В этих условиях неуместная неуступчивость Иоганны удивила Мардефельда. «Я недоумеваю лишь относительно следующего обстоятельства: мать думает, или показывает вид, что думает, будто молодая принцесса не решится принять православие», — сообщал он королю. Фридрих вынужден был обратиться к штеттинской комендантше лично: «Мне остается только просить Вас победить в Вашей дочери отвращение к православию». Сама девочка еще колебалась. Мардефельд доносил, что «принцесса часто находится в страшном волнении, плачет и понадобилось даже пригласить к ней лютеранского пастора, дабы хоть несколько успокоить ее». Впрочем, отмечал в конце письма дипломат, «честолюбие берет свое»>[57].
С переходом будущей Екатерины II в православие связано несколько устойчивых историографических клише, на которых стоит остановиться. Сложилось мнение, что, коль скоро в родном Штеттине среди учителей Фикхен были и лютеране, и кальвинисты, и даже изредка упоминается некий католический священник из окружения матери, то девочка с ранних лет должна была усвоить себе легкое, поверхностное отношение к религии. Ей ничего не стоило переступить через порог одной конфессии и оказаться в другой. Когда же речь заходит о Восточной Церкви, вдруг обнаруживается, что к плачущей принцессе тайком приглашали пастора, чтобы уговорить ее не упрямиться. Исследователи один за другим повторяют оба утверждения, не находя в них внутреннего противоречия. Между тем либо Софии было все равно (что не подтверждается ни ее мемуарами, ни письмами к отцу, ни донесениями Мардефельда), либо она рыдала.
-- -- --
▶ **Задание 1**
Повторите дословно часть фрагмента о будущей Екатерине II: от слов «С переходом будущей» до слов «либо она рыдала.» включительно.
▶ **Задание 2**
Кого, согласно донесению Мардефельда во фрагменте о будущей Екатерине II, понадобилось пригласить к принцессе, чтобы хоть несколько ее успокоить?
▶ **Задание 3**
Напишите продолжение фрагмента о будущей Екатерине II, начав сразу после его последнего предложения.
Эти строки никак не связаны с фрагментом о будущей Екатерине II.

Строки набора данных
-- -- --
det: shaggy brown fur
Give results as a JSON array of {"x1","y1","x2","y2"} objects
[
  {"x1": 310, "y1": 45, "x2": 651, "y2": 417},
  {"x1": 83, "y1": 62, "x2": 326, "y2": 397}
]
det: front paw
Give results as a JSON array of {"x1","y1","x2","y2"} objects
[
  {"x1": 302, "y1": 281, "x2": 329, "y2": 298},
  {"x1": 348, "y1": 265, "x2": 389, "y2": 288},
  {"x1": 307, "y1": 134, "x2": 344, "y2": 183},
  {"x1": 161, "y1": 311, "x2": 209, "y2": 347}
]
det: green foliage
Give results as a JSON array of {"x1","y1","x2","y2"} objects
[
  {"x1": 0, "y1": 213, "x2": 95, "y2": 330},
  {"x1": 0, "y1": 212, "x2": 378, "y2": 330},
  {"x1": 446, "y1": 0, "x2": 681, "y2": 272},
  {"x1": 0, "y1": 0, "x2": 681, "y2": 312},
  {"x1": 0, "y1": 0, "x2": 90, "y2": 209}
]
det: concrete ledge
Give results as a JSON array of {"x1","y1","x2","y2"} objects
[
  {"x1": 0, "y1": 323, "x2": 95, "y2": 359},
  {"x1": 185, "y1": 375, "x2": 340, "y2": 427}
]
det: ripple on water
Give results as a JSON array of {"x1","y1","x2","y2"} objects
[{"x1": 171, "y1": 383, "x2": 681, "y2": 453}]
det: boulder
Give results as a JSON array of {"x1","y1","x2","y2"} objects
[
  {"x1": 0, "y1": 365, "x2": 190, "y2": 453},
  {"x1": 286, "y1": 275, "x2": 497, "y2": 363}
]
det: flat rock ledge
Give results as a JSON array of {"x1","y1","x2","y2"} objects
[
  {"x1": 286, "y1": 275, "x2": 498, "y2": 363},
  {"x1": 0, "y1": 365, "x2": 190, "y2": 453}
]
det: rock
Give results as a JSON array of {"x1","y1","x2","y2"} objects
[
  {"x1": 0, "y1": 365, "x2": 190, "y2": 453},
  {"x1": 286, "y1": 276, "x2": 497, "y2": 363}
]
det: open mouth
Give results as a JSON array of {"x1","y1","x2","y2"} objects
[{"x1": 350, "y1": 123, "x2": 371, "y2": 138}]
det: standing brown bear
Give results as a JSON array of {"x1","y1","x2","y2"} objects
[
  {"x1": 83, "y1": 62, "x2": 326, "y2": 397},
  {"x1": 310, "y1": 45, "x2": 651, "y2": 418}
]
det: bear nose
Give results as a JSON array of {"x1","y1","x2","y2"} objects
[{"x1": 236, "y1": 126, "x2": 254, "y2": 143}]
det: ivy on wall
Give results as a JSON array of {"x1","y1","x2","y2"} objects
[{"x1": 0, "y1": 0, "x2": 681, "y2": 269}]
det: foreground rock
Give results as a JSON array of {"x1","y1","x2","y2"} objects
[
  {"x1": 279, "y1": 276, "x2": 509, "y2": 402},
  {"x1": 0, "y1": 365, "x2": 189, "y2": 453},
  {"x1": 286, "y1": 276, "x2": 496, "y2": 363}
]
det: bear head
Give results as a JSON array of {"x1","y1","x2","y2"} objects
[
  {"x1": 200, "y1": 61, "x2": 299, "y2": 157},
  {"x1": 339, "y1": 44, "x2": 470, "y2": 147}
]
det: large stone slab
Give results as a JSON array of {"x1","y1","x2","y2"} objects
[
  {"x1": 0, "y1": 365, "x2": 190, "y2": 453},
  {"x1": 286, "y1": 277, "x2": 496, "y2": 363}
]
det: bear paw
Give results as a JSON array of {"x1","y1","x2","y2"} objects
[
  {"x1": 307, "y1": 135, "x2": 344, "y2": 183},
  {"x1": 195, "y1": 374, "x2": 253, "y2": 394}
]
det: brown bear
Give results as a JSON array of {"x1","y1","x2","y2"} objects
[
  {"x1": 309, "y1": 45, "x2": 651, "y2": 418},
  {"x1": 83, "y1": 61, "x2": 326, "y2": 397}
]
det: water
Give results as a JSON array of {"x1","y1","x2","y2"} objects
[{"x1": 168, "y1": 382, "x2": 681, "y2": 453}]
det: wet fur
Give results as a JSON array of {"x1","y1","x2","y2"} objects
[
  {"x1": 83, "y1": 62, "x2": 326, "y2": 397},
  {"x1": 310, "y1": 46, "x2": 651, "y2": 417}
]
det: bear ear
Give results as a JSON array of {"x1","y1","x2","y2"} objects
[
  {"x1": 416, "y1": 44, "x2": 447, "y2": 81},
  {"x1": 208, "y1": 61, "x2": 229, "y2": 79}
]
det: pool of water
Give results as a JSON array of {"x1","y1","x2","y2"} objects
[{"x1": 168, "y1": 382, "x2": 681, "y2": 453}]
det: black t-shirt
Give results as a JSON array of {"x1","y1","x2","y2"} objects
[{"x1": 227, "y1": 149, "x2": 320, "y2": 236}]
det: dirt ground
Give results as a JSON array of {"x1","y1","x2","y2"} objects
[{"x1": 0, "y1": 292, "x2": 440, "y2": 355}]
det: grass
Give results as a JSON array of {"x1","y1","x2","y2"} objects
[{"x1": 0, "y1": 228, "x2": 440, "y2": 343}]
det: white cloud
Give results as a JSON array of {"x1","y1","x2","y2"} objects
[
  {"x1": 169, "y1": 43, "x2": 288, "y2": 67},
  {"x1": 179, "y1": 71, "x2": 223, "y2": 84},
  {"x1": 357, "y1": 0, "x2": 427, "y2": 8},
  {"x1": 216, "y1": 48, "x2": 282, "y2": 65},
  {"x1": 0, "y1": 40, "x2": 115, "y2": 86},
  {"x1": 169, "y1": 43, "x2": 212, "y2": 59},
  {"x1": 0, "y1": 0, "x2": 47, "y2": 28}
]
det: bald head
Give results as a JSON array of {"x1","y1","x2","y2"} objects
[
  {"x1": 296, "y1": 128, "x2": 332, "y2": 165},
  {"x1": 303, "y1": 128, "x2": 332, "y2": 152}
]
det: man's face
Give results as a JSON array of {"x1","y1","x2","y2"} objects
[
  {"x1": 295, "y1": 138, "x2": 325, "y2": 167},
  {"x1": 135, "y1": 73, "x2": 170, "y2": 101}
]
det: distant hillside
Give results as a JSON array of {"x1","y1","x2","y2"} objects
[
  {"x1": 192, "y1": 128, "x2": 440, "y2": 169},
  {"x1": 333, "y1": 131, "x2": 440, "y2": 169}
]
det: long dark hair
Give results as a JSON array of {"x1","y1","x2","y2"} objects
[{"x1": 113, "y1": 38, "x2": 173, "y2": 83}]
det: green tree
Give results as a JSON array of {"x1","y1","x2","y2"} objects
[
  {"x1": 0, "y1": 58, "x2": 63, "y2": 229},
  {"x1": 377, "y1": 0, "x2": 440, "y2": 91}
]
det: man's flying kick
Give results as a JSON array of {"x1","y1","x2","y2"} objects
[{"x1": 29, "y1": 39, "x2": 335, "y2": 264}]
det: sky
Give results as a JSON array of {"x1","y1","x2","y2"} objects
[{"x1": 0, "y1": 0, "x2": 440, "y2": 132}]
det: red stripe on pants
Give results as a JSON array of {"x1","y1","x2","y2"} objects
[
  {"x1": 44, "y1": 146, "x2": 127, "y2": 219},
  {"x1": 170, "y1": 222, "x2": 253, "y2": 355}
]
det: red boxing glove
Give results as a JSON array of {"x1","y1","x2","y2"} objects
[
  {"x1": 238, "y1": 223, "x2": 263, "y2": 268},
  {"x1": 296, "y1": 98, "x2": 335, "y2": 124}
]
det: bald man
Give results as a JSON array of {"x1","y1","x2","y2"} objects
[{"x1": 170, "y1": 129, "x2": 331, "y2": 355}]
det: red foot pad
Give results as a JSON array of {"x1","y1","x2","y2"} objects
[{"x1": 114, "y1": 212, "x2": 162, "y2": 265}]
-- -- --
▶ **Ответ на задание 1**
С переходом будущей Екатерины II в православие связано несколько устойчивых историографических клише, на которых стоит остановиться. Сложилось мнение, что, коль скоро в родном Штеттине среди учителей Фикхен были и лютеране, и кальвинисты, и даже изредка упоминается некий католический священник из окружения матери, то девочка с ранних лет должна была усвоить себе легкое, поверхностное отношение к религии. Ей ничего не стоило переступить через порог одной конфессии и оказаться в другой. Когда же речь заходит о Восточной Церкви, вдруг обнаруживается, что к плачущей принцессе тайком приглашали пастора, чтобы уговорить ее не упрямиться. Исследователи один за другим повторяют оба утверждения, не находя в них внутреннего противоречия. Между тем либо Софии было все равно (что не подтверждается ни ее мемуарами, ни письмами к отцу, ни донесениями Мардефельда), либо она рыдала.

▶ **Ответ на задание 2**
Лютеранского пастора.

▶ **Ответ на задание 3**
Прикомандированный к Фикхен епископ Псковский Симон Тодорский — человек образованный, широко мыслящий, несколько лет учившийся в Германии — на фоне полкового пастора Вагнера выглядел настоящим ученым. «Он не ослаблял моей веры, дополнял знание догматов»>[58], — писала позднее императрица о Тодорском. И тут нас ожидает еще одно исследовательское клише. Принято свысока посмеиваться над утверждениями в письмах юной Софии к отцу, будто между православием и лютеранством существуют, главным образом, внешние, обрядовые различия. Пышность богослужений, иконы, долгие посты — суть уступка Церкви, которая «видит себя вынужденной к тому грубостью народа». Что же касается догматики, то она близка. Для большинства авторов тут налицо лукавство маленькой принцессы, в которой «честолюбие берет свое». Однако Симон Тодорский, чье мнение повторяла девочка, явно знал христианскую догматику глубже подавляющего числа современных исследователей.
При бросающемся в глаза несоответствии обрядов догматическая сторона действительно не слишком разнилась. Принятое в лютеранстве «Аугсбургское вероисповедание» было объемнее, чем «Никео-Цареградский символ веры» и включало некоторые католические добавления>[59]. Недаром сподвижник Мартина Лютера Филипп Меланхтон хлопотал о признании «Аугсбургского вероисповедения» Восточной Церковью. В 1559 году он послал его текст константинопольскому патриарху Иоасафу II, отметив в сопроводительном письме, что «евангелики остались верны догматическим определениям соборов и учению отцов церкви и отреклись только от суеверия и невежества латинских монахов»>[60]. Наставляя принцессу, псковский епископ не мог пройти мимо этого красноречивого эпизода. Конечно, из политических соображений Тодорский как мог скрадывал различия. Но, в целом, никто никому не лгал. Фикхен просто излагали основы православного вероучения на понятном ей языке.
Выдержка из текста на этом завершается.